* **PROBLEM DETAILS**
Answer these questions from the text on Xanthan gum:
1. What share of cassava must all bread sold in Nigeria contain under the regulations?
2. From what source did Wendiro identify the bacteria for her Xanthan gum project?
3. Which three specific products does the text say lactic acid is used to produce?

Xanthan Gum is a sugar-like substance that is produced when bacteria is added to starch through fermentation. It has enormous uses ranging from pharmaceutical industry where it is used to make medicines to the manufacturing sector, especially in the food processing industry where is is used as an additive.
Wendiro explains further: “It is used to make food taste nice on the tongue. It is also used to increase the volume of bread. For example, in West Africa, they’ve done research and found that if you mix Xanthan gum with cassava flour and some wheat, you can be able to produce bread, that is almost similar to when you use wheat alone.”
In fact following this discovery, the government of Nigeria has since introduced regulations to the effect that all bread sold in the country must comprise 20% cassava.
According to Wendiro, Uganda imports all her Xanthan gum requirements, yet it could be produced locally, if country embraces modern biotechnology.
How it’s produced
Xanthan gum is produced by bacteria to convert carbohydrates such as corn syrup into a polysaccharide or sugar-like substance.
Wendiro argues that although the production of Xanthan gum does not necessarily require genetic modification, in order to ensure that adequate amounts are produced at lower cost, manufacturers of Xanthan gum often use genetically modified bacteria that yields more.
In fact, she notes that in her observation, most if not all the Xanthan gum that is imported in Uganda, is a product of Genetically Engineered bacteria.
Now, as part of her PhD thesis, Wendiro has set out on an an ambitious project of producing Xanthan gum and says that she has made some headway because she has identified the bacteria from mushrooms which can best be used to convert starch into Xanthan gum.
Beyond her target on Xanthan gum, the 57 year lady has other noble ambitions regarding the use of agro-based resources for making products with diverse uses in industry.
Lactic acid is another essential ingredient in the industrial process. It is used to produce things such as contact lenses, bones, yogurt and other very high-value products used in the health sector.
Although lactic acid can be produced through chemical means, Wendiro says, the type that is produced through fermentation (with the help of bacteria) is safer and more valuable.
“Bazungu, have ensured that the micro-organisms that ferment the starch to produce lactic acid, are genetically modified because they want to be able to produce it economically in large quantities,” observes Wendiro.

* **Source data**
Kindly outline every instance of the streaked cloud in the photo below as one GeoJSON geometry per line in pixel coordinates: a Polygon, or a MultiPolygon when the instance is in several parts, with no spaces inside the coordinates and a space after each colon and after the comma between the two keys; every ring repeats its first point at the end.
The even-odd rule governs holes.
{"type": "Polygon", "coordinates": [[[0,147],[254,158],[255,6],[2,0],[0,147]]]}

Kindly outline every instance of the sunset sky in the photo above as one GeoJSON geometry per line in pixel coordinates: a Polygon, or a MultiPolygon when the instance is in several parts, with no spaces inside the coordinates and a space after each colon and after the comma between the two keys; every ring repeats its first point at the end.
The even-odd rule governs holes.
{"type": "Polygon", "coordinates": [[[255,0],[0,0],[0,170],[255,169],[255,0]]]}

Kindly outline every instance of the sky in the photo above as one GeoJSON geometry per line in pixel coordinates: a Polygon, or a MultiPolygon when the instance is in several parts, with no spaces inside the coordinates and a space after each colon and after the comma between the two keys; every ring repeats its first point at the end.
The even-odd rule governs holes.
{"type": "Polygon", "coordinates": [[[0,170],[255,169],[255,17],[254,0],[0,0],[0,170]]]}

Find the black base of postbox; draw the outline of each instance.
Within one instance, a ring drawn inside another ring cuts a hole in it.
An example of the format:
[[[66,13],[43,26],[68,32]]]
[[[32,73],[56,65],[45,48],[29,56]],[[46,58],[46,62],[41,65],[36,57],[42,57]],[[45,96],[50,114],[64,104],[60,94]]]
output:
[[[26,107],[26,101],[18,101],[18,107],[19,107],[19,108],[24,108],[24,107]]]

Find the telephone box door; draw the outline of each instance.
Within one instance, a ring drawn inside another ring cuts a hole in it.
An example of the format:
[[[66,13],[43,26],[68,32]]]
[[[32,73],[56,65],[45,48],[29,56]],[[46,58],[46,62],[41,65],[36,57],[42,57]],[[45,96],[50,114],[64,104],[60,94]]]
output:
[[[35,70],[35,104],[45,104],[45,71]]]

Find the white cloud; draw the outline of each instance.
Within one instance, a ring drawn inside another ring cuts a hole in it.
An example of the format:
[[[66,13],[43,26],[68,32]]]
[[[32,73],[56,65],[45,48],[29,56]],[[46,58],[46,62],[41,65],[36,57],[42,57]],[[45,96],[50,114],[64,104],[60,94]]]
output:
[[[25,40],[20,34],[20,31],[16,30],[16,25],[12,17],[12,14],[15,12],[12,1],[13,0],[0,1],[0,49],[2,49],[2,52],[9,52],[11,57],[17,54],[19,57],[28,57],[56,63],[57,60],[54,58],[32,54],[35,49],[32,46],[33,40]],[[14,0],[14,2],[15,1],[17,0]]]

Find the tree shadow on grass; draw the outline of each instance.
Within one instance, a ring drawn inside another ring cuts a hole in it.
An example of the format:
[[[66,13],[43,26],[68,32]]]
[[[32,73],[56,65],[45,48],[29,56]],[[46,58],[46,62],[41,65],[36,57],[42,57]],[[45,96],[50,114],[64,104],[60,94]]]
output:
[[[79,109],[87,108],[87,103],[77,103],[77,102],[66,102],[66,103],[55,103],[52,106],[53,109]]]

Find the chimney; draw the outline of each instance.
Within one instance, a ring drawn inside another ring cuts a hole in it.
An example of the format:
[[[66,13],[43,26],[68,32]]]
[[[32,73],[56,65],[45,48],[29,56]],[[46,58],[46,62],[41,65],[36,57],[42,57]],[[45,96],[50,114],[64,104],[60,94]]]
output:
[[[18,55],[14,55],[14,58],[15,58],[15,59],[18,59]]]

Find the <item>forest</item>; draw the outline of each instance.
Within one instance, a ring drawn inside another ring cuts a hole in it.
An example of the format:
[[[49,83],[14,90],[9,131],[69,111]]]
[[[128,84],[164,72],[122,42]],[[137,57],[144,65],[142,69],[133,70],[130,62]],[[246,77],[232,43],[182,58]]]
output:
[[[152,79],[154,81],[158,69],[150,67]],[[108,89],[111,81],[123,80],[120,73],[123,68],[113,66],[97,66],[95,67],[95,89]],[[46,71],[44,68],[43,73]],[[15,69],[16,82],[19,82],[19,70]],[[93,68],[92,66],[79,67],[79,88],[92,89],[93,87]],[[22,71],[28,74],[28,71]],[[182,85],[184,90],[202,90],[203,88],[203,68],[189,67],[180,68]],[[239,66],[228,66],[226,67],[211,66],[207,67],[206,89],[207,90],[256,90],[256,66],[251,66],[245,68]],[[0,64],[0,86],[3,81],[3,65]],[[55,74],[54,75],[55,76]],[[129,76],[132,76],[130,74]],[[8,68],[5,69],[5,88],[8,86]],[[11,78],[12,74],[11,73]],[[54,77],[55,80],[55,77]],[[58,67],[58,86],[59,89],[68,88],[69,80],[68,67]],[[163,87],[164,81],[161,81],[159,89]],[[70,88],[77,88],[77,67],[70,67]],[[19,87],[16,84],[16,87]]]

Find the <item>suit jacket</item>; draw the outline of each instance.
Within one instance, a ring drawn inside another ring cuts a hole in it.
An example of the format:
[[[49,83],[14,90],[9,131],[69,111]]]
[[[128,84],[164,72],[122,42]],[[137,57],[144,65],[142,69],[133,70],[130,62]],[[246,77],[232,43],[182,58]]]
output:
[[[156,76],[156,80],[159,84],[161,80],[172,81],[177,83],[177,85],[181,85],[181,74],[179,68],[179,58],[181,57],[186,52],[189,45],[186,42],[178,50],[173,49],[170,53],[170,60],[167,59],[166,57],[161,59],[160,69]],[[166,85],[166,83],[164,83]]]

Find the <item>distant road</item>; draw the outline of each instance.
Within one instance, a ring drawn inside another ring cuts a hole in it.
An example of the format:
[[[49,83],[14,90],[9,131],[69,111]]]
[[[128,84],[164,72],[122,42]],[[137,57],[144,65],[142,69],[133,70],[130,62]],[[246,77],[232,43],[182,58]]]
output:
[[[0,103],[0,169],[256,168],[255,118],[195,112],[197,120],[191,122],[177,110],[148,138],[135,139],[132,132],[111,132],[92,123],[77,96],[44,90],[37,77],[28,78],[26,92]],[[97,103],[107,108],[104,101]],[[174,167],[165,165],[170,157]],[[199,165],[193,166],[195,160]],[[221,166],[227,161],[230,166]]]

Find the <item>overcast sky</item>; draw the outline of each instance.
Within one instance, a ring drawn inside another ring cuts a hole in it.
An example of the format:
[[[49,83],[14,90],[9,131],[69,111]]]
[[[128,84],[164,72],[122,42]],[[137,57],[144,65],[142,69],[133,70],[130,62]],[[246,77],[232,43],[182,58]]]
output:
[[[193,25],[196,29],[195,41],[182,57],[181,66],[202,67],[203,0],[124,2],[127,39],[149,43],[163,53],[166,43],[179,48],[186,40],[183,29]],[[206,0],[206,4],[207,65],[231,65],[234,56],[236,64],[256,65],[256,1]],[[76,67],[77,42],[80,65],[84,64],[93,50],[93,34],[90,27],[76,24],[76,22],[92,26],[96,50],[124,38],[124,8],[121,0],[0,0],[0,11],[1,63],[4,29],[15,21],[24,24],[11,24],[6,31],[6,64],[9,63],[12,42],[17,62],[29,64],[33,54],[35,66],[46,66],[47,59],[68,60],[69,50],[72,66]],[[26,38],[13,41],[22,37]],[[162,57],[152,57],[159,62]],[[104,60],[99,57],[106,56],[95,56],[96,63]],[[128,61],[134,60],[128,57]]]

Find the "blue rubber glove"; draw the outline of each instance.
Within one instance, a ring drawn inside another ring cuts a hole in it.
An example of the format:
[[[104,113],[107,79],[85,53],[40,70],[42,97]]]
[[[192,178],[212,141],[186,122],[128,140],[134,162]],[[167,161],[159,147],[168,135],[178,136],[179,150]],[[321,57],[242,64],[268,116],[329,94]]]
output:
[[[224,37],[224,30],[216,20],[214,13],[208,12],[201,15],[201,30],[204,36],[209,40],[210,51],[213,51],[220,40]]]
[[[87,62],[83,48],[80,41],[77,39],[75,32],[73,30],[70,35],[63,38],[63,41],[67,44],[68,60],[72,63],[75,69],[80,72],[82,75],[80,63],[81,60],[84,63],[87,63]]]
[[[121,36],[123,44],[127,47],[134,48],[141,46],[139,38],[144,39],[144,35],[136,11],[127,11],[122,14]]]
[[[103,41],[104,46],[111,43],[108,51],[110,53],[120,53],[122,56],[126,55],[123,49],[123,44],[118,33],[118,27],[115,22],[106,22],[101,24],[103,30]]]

* **ANSWER SECTION**
1. 20%
2. Mushrooms
3. Contact lenses, bones and yogurt